━━━ Extracted data
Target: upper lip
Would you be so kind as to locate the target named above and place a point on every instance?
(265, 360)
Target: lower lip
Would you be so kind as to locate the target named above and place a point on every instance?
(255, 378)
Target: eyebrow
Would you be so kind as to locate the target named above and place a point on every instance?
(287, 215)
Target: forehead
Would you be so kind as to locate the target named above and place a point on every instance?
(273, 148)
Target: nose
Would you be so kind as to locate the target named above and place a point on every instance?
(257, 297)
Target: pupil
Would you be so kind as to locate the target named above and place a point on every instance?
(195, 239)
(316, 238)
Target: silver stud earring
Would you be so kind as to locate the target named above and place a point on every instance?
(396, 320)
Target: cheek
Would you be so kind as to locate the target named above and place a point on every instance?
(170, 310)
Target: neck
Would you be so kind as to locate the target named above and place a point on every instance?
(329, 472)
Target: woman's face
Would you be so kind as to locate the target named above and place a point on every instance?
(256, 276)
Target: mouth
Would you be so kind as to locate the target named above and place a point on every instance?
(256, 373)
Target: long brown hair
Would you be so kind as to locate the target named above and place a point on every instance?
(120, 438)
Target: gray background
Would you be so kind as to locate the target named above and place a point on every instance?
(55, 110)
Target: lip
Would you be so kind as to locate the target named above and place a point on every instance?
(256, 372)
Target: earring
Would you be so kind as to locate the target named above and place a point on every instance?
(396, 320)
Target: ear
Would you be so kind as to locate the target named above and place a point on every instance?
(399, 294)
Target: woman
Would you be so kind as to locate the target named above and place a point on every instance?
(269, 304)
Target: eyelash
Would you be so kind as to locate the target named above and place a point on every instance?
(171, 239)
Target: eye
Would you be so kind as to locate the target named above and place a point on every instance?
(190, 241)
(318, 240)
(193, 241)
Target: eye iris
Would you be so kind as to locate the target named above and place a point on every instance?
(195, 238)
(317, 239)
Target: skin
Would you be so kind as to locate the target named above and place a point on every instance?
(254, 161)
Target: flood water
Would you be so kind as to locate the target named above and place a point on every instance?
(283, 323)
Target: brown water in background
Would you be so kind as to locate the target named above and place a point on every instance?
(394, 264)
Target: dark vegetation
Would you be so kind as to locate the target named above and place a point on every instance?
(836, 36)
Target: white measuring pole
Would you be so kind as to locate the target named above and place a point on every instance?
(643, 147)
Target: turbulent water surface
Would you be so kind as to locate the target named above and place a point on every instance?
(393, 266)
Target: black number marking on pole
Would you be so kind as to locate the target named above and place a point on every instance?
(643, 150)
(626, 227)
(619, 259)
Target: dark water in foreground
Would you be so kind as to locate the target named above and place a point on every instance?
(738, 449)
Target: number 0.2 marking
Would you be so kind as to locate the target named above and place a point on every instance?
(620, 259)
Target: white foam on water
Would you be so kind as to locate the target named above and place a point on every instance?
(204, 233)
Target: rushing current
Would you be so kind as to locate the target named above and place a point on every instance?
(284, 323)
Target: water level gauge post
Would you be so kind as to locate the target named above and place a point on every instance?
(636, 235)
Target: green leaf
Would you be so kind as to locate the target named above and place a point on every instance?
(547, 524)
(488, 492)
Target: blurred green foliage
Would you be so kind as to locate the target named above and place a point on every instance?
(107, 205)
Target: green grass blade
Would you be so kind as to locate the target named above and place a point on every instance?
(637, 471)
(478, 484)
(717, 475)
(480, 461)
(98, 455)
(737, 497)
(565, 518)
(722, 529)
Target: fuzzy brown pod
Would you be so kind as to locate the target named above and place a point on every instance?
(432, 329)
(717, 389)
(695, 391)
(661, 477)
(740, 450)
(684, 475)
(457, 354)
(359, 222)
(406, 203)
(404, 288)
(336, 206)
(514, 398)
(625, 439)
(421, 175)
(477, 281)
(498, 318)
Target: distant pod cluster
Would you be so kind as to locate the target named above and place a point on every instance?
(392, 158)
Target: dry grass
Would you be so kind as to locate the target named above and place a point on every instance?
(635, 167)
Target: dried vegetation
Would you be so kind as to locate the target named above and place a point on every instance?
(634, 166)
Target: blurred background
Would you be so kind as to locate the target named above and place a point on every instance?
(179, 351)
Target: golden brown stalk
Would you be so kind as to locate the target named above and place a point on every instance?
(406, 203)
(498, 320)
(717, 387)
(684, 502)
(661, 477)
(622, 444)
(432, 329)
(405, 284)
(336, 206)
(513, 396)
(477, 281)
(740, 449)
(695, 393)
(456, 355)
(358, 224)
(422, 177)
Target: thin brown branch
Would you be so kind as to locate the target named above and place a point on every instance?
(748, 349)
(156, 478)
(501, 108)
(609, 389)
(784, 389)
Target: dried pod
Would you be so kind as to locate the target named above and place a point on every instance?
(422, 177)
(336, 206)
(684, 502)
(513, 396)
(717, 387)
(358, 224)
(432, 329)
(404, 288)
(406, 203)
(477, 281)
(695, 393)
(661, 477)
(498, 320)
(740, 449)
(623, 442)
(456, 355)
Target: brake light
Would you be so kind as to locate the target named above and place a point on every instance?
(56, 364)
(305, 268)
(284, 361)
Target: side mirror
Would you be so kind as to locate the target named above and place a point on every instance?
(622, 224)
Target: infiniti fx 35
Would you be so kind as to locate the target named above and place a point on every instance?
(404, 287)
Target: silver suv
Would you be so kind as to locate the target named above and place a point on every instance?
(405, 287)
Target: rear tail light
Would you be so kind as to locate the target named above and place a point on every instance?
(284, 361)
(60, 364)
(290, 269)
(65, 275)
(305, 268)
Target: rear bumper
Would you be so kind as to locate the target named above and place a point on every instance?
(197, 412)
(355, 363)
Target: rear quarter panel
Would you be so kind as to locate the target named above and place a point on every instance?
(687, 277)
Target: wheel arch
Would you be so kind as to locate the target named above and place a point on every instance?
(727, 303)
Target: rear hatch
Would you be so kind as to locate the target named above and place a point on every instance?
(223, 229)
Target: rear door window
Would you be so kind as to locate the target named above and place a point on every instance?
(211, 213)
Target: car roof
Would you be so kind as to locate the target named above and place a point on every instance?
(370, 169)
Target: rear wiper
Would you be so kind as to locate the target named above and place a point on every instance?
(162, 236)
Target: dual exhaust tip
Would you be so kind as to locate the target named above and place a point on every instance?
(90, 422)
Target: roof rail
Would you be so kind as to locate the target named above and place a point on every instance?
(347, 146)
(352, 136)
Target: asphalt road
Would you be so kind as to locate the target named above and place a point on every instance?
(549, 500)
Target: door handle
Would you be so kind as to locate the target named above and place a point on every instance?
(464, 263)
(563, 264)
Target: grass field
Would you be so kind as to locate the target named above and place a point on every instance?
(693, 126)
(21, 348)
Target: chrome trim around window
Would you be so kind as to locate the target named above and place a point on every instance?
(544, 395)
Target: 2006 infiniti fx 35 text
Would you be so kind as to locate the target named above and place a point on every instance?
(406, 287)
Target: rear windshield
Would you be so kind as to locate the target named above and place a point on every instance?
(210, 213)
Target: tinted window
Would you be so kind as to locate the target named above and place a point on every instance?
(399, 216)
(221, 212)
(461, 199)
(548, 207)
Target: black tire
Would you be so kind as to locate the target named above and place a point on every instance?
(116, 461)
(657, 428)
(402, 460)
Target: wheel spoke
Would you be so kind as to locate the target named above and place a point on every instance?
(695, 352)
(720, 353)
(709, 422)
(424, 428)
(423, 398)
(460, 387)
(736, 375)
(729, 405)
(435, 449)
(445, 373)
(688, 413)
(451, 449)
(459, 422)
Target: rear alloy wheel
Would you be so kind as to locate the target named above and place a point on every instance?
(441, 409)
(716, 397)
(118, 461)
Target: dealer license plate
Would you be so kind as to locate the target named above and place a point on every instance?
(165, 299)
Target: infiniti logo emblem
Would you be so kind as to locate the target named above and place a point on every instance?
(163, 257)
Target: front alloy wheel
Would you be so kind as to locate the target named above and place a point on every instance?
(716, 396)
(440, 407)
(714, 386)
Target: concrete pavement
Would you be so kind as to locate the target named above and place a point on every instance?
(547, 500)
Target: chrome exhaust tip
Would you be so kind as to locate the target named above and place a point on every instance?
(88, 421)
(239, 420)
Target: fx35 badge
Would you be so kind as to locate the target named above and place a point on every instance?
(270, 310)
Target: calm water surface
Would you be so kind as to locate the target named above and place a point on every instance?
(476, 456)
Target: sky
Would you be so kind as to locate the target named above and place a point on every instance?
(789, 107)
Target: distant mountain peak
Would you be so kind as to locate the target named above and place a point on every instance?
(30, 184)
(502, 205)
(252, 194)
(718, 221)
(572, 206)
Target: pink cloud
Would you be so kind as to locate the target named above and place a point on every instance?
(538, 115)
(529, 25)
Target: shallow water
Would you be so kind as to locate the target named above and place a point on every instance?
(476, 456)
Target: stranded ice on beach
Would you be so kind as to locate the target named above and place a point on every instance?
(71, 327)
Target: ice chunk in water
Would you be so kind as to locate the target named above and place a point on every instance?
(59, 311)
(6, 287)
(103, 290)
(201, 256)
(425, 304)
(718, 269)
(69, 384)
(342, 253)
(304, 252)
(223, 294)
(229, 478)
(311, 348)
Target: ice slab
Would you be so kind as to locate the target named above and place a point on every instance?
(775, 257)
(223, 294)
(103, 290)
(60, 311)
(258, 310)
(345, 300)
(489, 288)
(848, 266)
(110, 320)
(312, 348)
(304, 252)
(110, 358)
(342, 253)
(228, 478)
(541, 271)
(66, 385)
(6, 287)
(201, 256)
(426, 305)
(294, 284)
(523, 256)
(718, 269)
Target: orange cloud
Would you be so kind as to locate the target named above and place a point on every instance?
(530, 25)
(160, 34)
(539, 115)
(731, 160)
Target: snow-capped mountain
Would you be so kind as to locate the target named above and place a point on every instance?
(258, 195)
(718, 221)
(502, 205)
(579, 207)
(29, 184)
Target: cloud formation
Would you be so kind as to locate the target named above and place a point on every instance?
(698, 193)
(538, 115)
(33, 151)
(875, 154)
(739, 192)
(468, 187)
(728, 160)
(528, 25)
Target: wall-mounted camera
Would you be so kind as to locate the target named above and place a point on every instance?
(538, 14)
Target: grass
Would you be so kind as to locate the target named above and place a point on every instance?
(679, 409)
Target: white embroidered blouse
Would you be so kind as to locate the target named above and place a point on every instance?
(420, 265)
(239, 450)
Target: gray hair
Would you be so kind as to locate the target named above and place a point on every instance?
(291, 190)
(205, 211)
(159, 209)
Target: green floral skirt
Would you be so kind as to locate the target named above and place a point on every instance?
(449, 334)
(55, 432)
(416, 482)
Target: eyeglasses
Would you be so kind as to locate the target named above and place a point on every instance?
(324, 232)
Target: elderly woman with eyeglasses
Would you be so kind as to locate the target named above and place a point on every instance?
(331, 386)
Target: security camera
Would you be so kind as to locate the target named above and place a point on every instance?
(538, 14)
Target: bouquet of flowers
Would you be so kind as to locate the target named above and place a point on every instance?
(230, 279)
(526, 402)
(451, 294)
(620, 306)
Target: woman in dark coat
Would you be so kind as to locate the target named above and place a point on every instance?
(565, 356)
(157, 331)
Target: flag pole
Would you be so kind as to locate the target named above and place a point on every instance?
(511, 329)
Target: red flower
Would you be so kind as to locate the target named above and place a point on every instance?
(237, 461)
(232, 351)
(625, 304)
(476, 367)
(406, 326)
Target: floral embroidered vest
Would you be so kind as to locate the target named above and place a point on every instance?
━━━━━━
Description of the task: Each line of the records that contains the string "marking" must be copied.

Answer space:
Target: black number marking on pole
Target: number 0.2 marking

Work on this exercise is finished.